Pull out every line in the listing below that contains the word "propeller", and copy each one in full.

begin DATA SECTION

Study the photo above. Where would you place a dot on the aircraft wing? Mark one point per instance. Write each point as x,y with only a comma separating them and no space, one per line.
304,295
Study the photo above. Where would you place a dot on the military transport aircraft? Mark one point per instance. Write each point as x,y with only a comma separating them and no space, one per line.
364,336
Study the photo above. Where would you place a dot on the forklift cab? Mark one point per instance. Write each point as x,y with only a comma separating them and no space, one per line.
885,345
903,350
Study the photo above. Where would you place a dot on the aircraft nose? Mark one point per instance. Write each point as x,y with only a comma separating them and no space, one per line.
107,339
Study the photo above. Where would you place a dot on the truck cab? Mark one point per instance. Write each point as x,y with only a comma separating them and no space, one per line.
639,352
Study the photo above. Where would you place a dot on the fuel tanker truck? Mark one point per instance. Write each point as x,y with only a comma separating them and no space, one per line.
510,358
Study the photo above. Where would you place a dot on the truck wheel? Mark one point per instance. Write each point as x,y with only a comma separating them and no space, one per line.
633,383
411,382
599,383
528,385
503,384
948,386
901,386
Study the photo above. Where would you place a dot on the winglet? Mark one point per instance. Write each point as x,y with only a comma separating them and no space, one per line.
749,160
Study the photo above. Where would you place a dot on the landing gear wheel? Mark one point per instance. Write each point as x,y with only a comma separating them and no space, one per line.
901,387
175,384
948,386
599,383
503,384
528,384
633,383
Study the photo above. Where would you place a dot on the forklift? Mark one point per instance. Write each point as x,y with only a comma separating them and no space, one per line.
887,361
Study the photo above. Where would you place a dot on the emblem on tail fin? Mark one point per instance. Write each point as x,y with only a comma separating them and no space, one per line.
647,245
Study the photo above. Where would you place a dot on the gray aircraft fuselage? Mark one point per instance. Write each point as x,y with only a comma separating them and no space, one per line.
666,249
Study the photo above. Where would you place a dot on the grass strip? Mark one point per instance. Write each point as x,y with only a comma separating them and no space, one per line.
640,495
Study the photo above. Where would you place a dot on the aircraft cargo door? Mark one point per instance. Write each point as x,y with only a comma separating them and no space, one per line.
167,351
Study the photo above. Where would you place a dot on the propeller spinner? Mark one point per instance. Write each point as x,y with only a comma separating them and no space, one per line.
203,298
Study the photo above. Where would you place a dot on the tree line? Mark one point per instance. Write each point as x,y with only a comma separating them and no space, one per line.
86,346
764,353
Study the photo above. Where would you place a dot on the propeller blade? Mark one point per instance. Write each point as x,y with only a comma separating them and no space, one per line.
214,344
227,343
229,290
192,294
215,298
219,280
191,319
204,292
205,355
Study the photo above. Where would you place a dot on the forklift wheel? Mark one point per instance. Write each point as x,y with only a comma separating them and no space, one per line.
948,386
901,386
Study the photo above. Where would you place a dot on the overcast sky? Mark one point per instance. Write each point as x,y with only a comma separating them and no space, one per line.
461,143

end DATA SECTION
begin DATA SECTION

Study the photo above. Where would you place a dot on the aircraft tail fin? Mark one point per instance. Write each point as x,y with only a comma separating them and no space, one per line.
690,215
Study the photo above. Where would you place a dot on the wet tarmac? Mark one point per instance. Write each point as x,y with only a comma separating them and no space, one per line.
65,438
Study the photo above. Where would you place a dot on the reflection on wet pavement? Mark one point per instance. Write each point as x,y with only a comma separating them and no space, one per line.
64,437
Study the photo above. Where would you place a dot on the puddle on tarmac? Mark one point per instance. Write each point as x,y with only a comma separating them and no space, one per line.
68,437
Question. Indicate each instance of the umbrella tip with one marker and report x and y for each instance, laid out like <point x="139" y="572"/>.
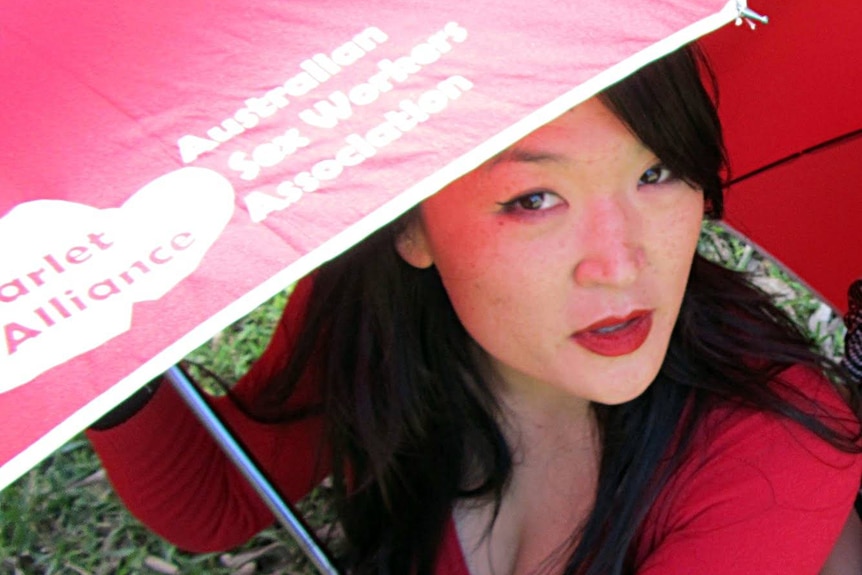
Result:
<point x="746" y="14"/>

end DATA SECTION

§ EXERCISE RESPONSE
Study the photo above. Where would you place a dot on the propeller spinner? Mark one point per instance. Write each point as x,y with only a comma separating them and no space, one per line.
Study the photo above. Where would you place a dot on the propeller blade? Mark one point per instance. Write each point as x,y with only a comma separating them and no space, one per line.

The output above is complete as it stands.